**Task requirements**
1) Translate this sentence from the project notebook into Spanish: "We are going to see how hard a RNN has to work to represent this language."
2) Reproduce the passage of the project notebook starting with "# for loading" and going on through "np.set_printoptions(suppress=True, precision=3)".

**Text to read**

* Start *

**YOUR NAMES HERE**

Spring 2023

CS 343: Neural Networks

Project 4: Recurrent Neural Networks

**Submission reminders:**

- Commit your code to git.
- Did you answer all 10 questions?

In [None]:
import os
import random
import numpy as np
import matplotlib.pyplot as plt

# for loading the datasets
import preprocess_data

np.random.seed(0)

# Set the color style so that Professor Layton can see your plots
plt.show()
plt.style.use(['seaborn-colorblind', 'seaborn-darkgrid'])
# Make the font size larger
plt.rcParams.update({'font.size': 20})

# Turn off scientific notation when printing
np.set_printoptions(suppress=True, precision=3)

# Automatically reload external modules
%load_ext autoreload
%autoreload 2

def plot_cross_entropy_loss(loss_history):
    plt.plot(loss_history)
    plt.xlabel('Training iteration')
    plt.ylabel('loss (cross-entropy)')
    plt.show()

# Task 1: Implement Data Preprocessor

## 1a. Implement the following functions in `preprocess_data.py`

- `load_data`
- `sample_sequence`

## 1b. Load in simple data

Load dollar_store_data.txt. This file contains a price list for a dollar store; each row contains a price for an item. All prices are between $1.00 and $9.99; all are of the format `\$\d\\.\d\d`.

**Side note**: the set of these prices defines a *regular language*, which can be expressed as a *regular expression*. We are going to see how hard a RNN has to work to represent this language.

In [None]:
char_to_ix, ix_to_char, data = preprocess_data.load_data('data_regular.txt')

## 1b. Sample sequence

Get a sample of length 6. 

In [None]:
test_seq = preprocess_data.sample_sequence(data, char_to_ix, 6, start=0)
print(f'Your test sequence looks like {test_seq} and should look like {np.array([1, 10, 2, 3, 12, 0])}')

**Question 1**: What is the vocabulary size for this dataset? Why?

**Answer 1**: 

# Task 2: Train a MLP to predict the next character in a sequence

## 2a. Copy over the MLP code from project 1

Copy mlp.py.

* End *

**Record excerpts**
* Start *

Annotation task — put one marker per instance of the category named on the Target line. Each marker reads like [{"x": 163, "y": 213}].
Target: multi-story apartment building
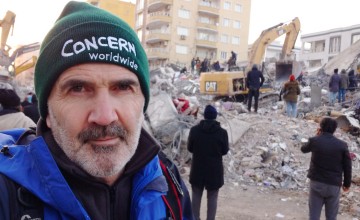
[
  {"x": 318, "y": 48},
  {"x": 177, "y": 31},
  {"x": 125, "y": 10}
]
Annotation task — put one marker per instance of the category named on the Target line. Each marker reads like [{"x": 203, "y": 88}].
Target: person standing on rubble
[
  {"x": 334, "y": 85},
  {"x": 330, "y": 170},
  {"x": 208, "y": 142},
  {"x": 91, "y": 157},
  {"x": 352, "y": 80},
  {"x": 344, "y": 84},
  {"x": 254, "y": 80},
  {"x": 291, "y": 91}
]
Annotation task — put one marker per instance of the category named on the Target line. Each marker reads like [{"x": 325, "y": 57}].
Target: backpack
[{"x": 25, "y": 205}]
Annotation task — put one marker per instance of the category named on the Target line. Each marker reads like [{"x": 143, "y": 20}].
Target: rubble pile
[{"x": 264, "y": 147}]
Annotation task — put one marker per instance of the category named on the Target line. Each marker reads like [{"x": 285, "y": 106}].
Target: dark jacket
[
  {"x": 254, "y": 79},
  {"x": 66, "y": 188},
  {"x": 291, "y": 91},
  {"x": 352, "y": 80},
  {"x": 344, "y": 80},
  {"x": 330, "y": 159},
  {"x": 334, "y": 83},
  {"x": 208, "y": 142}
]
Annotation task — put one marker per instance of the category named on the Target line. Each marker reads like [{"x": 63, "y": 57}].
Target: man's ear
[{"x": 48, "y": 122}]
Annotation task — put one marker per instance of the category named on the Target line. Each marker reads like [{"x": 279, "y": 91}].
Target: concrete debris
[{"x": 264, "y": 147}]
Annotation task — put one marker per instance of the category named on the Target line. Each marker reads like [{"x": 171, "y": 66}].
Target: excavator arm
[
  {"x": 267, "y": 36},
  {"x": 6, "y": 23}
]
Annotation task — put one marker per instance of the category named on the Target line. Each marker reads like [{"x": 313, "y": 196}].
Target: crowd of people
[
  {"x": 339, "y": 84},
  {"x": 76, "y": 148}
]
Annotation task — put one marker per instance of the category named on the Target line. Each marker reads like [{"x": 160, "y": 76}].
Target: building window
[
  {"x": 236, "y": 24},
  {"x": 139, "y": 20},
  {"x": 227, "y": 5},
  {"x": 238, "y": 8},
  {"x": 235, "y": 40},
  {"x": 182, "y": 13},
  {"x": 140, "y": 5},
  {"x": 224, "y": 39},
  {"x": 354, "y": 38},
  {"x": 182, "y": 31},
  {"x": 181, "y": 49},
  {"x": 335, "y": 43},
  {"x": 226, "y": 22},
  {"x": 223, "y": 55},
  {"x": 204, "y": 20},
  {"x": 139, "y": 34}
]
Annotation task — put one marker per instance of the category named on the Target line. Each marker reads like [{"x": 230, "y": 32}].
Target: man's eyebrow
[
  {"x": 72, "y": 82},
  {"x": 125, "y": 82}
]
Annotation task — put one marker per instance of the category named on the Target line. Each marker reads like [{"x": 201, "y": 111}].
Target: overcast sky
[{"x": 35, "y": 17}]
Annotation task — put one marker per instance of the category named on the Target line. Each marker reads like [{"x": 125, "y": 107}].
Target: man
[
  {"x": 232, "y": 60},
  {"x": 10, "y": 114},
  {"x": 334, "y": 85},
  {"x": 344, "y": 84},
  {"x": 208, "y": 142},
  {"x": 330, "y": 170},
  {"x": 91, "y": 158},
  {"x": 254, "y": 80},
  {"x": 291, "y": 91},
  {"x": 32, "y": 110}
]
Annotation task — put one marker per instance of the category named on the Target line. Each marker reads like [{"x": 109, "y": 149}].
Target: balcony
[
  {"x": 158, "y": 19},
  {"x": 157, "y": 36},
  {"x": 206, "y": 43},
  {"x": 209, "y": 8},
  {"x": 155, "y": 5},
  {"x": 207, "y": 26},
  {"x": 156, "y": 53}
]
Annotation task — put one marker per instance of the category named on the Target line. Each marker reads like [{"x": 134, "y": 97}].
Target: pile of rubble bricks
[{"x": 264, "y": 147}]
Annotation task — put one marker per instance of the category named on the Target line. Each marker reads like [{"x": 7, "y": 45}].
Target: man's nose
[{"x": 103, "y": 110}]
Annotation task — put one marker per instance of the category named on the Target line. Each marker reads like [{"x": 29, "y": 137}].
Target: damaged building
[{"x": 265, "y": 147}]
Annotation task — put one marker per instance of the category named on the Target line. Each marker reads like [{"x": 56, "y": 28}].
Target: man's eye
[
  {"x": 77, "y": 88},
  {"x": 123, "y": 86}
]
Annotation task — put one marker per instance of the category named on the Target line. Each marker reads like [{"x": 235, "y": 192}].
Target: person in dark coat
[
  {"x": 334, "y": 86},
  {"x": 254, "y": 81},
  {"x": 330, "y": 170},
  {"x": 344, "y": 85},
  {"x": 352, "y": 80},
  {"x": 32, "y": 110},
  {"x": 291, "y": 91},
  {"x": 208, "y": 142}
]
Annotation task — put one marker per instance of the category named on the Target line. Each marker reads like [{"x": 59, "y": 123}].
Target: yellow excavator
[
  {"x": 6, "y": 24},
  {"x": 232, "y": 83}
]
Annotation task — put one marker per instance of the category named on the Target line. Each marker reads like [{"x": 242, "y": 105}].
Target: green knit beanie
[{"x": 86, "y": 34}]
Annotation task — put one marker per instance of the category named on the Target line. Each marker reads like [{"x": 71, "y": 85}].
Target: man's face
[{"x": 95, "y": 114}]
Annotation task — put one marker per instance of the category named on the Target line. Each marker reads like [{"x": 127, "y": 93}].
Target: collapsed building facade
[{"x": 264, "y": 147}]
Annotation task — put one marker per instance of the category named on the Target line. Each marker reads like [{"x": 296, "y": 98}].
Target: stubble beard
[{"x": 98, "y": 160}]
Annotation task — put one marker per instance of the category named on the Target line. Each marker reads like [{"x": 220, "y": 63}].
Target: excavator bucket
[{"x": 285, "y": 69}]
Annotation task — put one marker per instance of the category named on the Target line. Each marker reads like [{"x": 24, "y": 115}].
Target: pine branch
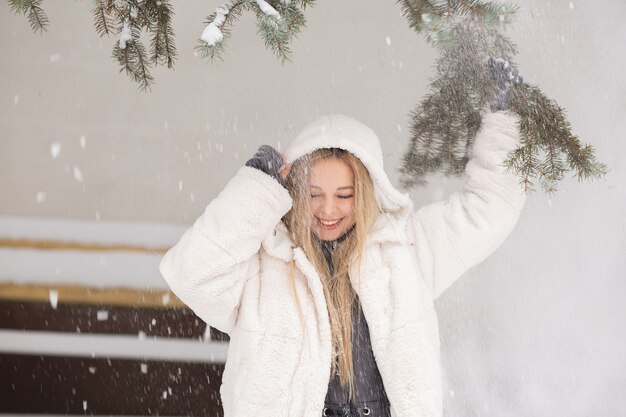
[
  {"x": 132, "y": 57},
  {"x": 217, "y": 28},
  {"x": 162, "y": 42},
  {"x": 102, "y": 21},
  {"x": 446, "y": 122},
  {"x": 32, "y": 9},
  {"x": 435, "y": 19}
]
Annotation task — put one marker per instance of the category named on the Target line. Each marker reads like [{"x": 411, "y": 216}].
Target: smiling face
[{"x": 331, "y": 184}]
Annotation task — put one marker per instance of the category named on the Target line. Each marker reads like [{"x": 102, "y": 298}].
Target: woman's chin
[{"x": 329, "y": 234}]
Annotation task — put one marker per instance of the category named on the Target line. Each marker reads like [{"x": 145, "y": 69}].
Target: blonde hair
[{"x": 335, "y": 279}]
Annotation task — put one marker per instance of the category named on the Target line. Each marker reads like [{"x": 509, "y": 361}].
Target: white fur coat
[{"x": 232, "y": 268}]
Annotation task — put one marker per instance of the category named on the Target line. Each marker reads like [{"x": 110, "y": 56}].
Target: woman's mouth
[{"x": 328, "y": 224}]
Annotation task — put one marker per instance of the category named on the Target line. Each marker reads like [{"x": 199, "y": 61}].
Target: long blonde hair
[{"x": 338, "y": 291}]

* End *

**Answer set**
1) Vamos a ver cuánto tiene que esforzarse una RNN para representar este lenguaje.

2)
# for loading the datasets
import preprocess_data

np.random.seed(0)

# Set the color style so that Professor Layton can see your plots
plt.show()
plt.style.use(['seaborn-colorblind', 'seaborn-darkgrid'])
# Make the font size larger
plt.rcParams.update({'font.size': 20})

# Turn off scientific notation when printing
np.set_printoptions(suppress=True, precision=3)